* SHORT EXERCISE: Rewrite the entries below, switching every "Annotation task" to "Labeling job" and leaving everything else unchanged.

* RECORDED DATA:
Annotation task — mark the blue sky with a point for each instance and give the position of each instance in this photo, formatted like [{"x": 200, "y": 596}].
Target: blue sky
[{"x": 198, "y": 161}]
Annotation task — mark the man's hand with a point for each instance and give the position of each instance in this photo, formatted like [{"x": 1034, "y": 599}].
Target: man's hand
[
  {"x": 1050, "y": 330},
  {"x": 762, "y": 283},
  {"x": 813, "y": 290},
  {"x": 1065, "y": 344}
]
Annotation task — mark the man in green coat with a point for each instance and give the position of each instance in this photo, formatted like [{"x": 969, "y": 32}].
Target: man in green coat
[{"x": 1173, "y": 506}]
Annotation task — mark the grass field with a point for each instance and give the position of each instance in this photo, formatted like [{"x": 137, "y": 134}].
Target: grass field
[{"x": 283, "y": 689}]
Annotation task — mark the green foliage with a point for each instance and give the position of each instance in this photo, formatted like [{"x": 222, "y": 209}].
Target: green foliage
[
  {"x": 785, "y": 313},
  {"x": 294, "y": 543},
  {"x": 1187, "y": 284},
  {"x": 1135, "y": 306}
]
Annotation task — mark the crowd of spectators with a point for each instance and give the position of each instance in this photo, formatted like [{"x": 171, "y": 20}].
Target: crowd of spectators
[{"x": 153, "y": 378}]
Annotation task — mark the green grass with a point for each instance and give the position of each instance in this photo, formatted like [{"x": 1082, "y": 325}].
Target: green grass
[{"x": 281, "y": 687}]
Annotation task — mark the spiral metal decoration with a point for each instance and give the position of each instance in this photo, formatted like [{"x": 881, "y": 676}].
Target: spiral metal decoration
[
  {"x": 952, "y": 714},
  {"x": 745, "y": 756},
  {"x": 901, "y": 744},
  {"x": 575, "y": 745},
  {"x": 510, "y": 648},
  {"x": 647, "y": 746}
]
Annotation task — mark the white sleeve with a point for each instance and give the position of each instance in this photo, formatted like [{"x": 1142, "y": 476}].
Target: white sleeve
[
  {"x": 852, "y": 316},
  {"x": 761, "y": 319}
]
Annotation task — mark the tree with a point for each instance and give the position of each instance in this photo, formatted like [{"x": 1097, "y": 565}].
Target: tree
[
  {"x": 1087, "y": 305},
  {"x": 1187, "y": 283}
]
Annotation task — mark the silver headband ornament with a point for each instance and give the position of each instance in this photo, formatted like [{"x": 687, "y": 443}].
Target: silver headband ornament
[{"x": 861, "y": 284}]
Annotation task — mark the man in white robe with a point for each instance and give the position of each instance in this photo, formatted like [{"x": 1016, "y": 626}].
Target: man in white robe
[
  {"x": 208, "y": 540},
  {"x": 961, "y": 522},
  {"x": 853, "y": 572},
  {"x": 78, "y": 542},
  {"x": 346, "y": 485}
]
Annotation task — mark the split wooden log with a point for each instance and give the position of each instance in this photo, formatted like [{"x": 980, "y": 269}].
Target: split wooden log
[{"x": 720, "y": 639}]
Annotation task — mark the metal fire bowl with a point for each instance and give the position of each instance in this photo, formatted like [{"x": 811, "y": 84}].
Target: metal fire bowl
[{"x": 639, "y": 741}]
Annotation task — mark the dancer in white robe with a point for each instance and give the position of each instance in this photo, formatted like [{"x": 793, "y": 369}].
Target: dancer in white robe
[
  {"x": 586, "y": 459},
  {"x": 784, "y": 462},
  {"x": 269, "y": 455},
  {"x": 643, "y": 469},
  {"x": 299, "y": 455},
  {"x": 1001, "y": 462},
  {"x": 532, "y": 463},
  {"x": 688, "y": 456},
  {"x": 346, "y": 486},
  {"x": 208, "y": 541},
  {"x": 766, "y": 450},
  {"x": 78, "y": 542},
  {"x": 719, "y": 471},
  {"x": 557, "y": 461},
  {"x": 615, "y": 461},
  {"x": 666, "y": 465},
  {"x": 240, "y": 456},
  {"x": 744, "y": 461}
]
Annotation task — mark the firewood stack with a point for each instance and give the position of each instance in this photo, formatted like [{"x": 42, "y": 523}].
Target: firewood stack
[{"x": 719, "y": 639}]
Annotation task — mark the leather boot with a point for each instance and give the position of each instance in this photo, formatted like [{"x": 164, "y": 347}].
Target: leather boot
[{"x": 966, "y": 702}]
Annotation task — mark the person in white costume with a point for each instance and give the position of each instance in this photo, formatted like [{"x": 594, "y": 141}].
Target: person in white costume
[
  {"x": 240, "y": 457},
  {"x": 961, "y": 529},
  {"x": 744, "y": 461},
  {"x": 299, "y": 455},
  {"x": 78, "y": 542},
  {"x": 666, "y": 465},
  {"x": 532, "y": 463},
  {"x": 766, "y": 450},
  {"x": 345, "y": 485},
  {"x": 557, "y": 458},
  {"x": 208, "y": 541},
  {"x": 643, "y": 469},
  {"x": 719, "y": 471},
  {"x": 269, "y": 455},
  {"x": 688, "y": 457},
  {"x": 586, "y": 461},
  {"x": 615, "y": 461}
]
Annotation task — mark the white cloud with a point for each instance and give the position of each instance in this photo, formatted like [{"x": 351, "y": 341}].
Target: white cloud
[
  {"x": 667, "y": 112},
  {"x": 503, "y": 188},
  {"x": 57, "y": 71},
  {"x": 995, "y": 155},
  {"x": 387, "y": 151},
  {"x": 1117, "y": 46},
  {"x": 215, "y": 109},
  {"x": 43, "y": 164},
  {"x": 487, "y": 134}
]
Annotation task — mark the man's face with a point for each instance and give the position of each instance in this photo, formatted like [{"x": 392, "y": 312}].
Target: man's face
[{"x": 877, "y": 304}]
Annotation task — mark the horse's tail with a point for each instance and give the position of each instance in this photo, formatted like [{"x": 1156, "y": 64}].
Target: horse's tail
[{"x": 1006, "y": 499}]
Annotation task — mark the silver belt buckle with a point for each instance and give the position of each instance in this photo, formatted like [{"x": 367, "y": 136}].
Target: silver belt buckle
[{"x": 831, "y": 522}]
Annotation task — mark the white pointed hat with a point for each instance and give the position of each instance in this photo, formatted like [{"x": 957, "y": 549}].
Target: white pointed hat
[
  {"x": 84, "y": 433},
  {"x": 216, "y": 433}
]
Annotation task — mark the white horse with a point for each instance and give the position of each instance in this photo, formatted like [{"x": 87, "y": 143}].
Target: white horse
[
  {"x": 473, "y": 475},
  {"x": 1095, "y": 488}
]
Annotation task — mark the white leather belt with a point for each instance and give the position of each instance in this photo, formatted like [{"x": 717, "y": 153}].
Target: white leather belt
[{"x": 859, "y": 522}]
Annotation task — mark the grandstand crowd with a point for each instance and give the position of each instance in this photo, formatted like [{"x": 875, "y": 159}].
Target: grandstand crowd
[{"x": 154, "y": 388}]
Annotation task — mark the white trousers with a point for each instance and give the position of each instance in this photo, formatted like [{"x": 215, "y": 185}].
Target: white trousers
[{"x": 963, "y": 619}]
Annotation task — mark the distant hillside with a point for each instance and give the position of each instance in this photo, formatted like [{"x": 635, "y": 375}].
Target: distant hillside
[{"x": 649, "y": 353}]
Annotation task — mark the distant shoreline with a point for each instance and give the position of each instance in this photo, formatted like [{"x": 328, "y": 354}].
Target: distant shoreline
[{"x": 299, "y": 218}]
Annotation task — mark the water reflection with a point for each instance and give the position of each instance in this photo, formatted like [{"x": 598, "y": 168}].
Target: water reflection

* WRITTEN SOLUTION:
Labeling job — mark the blue sky with a point for each instance and give the position of each instance in this photo, formatted like [{"x": 200, "y": 596}].
Target: blue sky
[{"x": 198, "y": 161}]
Labeling job — mark the man's hand with a point for each instance and give the position of each instance in this photo, formatted like [{"x": 1034, "y": 599}].
Target: man's hand
[
  {"x": 1050, "y": 330},
  {"x": 762, "y": 283},
  {"x": 813, "y": 290},
  {"x": 1065, "y": 344}
]
Labeling job — mark the man in green coat with a point for each instance and give the position of each instance in this photo, formatted like [{"x": 969, "y": 32}].
Target: man in green coat
[{"x": 1173, "y": 506}]
Labeling job — mark the grass field with a point for each instance and give the position of each instance in this photo, formatted like [{"x": 137, "y": 134}].
Target: grass field
[{"x": 283, "y": 689}]
Labeling job — mark the green foliage with a point for each instance and give the position of each instance in this photo, formatted like [{"x": 222, "y": 209}].
Target: green foliage
[
  {"x": 785, "y": 313},
  {"x": 294, "y": 543},
  {"x": 1187, "y": 284},
  {"x": 1135, "y": 306}
]
Labeling job — mark the crowd of spectators with a point for each instance and give the position of each instance in this photo, formatted like [{"x": 171, "y": 20}].
Target: crowd of spectators
[{"x": 153, "y": 378}]
Labeling job — mark the green grass with a point for each instance and give the position of each instance in this photo, formatted like [{"x": 1082, "y": 325}].
Target: green grass
[{"x": 281, "y": 687}]
Labeling job — mark the spiral metal decoration with a point for each instance and give the position of each instance in this photo, formatted like [{"x": 881, "y": 676}].
Target: spiral metal decoration
[
  {"x": 952, "y": 714},
  {"x": 745, "y": 756},
  {"x": 901, "y": 744},
  {"x": 575, "y": 745},
  {"x": 510, "y": 648},
  {"x": 647, "y": 746}
]
Labeling job — mark the white sleeve with a point for each instance and give the position of each instance in this photo, formatted like [{"x": 1142, "y": 476}].
Target: white sleeve
[
  {"x": 852, "y": 316},
  {"x": 761, "y": 319}
]
Labeling job — mark the tree with a point for each instance and give the position of each instance in this photo, formatted like [{"x": 1097, "y": 565}].
Target: tree
[
  {"x": 1087, "y": 305},
  {"x": 1187, "y": 283}
]
Labeling job — mark the silver headband ornament with a point for each instance and give the position of each instance in this photo, formatted like [{"x": 687, "y": 443}].
Target: silver headband ornament
[{"x": 861, "y": 284}]
Labeling job — mark the man in white robe with a point for each instance and give the position of each instance in this photo, formatted like [{"x": 1016, "y": 626}].
Target: man in white robe
[
  {"x": 208, "y": 540},
  {"x": 961, "y": 522},
  {"x": 853, "y": 572},
  {"x": 78, "y": 542},
  {"x": 346, "y": 485}
]
Labeling job — mark the split wooden log with a point for each instance and give the position of each instance in this photo, formatted like [{"x": 980, "y": 269}].
Target: split wooden log
[{"x": 720, "y": 639}]
Labeling job — mark the metal fire bowl with a point for each instance and give the position of each instance in this photo, formatted like [{"x": 811, "y": 84}].
Target: metal fire bowl
[{"x": 639, "y": 741}]
Labeling job — mark the dancer in white robe with a point for each instance and give the position of each instance in this photo, formatted like [{"x": 793, "y": 369}].
Target: dancer in white robe
[
  {"x": 586, "y": 459},
  {"x": 784, "y": 462},
  {"x": 269, "y": 455},
  {"x": 643, "y": 469},
  {"x": 299, "y": 455},
  {"x": 1001, "y": 462},
  {"x": 532, "y": 463},
  {"x": 688, "y": 456},
  {"x": 346, "y": 486},
  {"x": 208, "y": 541},
  {"x": 766, "y": 450},
  {"x": 78, "y": 542},
  {"x": 719, "y": 471},
  {"x": 557, "y": 461},
  {"x": 615, "y": 461},
  {"x": 666, "y": 465},
  {"x": 240, "y": 456},
  {"x": 744, "y": 461}
]
Labeling job — mark the firewood stack with a point for each instance and give the position of each instance in this photo, formatted like [{"x": 42, "y": 523}].
Target: firewood stack
[{"x": 719, "y": 639}]
Labeling job — mark the leather boot with a point for each instance and give the position of each instance in this photo, formatted like [{"x": 164, "y": 347}].
Target: leather boot
[{"x": 966, "y": 702}]
Labeling job — mark the person in white costume with a point for each instance and give the position of each instance in this photo, formatted like [{"x": 594, "y": 141}].
Target: person in white costume
[
  {"x": 240, "y": 457},
  {"x": 961, "y": 529},
  {"x": 744, "y": 461},
  {"x": 299, "y": 455},
  {"x": 78, "y": 542},
  {"x": 666, "y": 465},
  {"x": 532, "y": 463},
  {"x": 766, "y": 450},
  {"x": 345, "y": 485},
  {"x": 557, "y": 458},
  {"x": 208, "y": 541},
  {"x": 643, "y": 469},
  {"x": 719, "y": 471},
  {"x": 269, "y": 455},
  {"x": 688, "y": 457},
  {"x": 586, "y": 461},
  {"x": 615, "y": 461}
]
Labeling job — mark the white cloud with a point for each instance and give the position of each instance in this photo, formatted like [{"x": 351, "y": 341}].
Target: white cloud
[
  {"x": 667, "y": 112},
  {"x": 503, "y": 188},
  {"x": 57, "y": 71},
  {"x": 995, "y": 155},
  {"x": 387, "y": 151},
  {"x": 1117, "y": 46},
  {"x": 215, "y": 109},
  {"x": 43, "y": 164},
  {"x": 487, "y": 134}
]
Labeling job — mark the man's face with a point for each instance and give the position of each instance in this photo, formatted like [{"x": 392, "y": 312}].
Target: man's face
[{"x": 877, "y": 304}]
Labeling job — mark the horse's tail with a point for each instance and give the position of each instance in this photo, formatted like [{"x": 1156, "y": 64}].
Target: horse's tail
[{"x": 1006, "y": 499}]
Labeling job — mark the silver belt buckle with a point for each instance and give the position of each instance in this photo, formatted like [{"x": 367, "y": 136}].
Target: silver belt buckle
[{"x": 831, "y": 522}]
Labeling job — mark the white pointed hat with a point for each instance and give the position of each instance in this photo, formatted like [{"x": 957, "y": 549}].
Target: white pointed hat
[
  {"x": 84, "y": 433},
  {"x": 216, "y": 433}
]
Labeling job — mark the white horse with a point for each instance and give the position of each instance in this photo, formatted like [{"x": 87, "y": 143}].
Target: white horse
[
  {"x": 473, "y": 475},
  {"x": 1095, "y": 488}
]
Labeling job — mark the white leather belt with a point for each instance and give the position of each instance in this photo, formatted like [{"x": 717, "y": 153}].
Target: white leather belt
[{"x": 859, "y": 522}]
Labeling job — mark the grandstand crowd with a point for each instance and give the position of each instance in this photo, formatted like [{"x": 875, "y": 159}].
Target: grandstand crowd
[{"x": 154, "y": 388}]
Labeling job — mark the white trousers with a point for each instance and give the position of each instance in this photo, formatted like [{"x": 215, "y": 185}].
Target: white trousers
[{"x": 963, "y": 619}]
Labeling job — mark the distant hillside with a point for each instance and give the position of each instance in this photo, formatted like [{"x": 635, "y": 375}].
Target: distant hillside
[{"x": 649, "y": 353}]
Labeling job — mark the distant shoreline with a point for each instance and give the position of each instance in this photo, formatted like [{"x": 328, "y": 354}].
Target: distant shoreline
[{"x": 299, "y": 218}]
Labeling job — mark the water reflection with a point for each instance and give the position of each instance in this photo, formatted like [{"x": 598, "y": 168}].
Target: water reflection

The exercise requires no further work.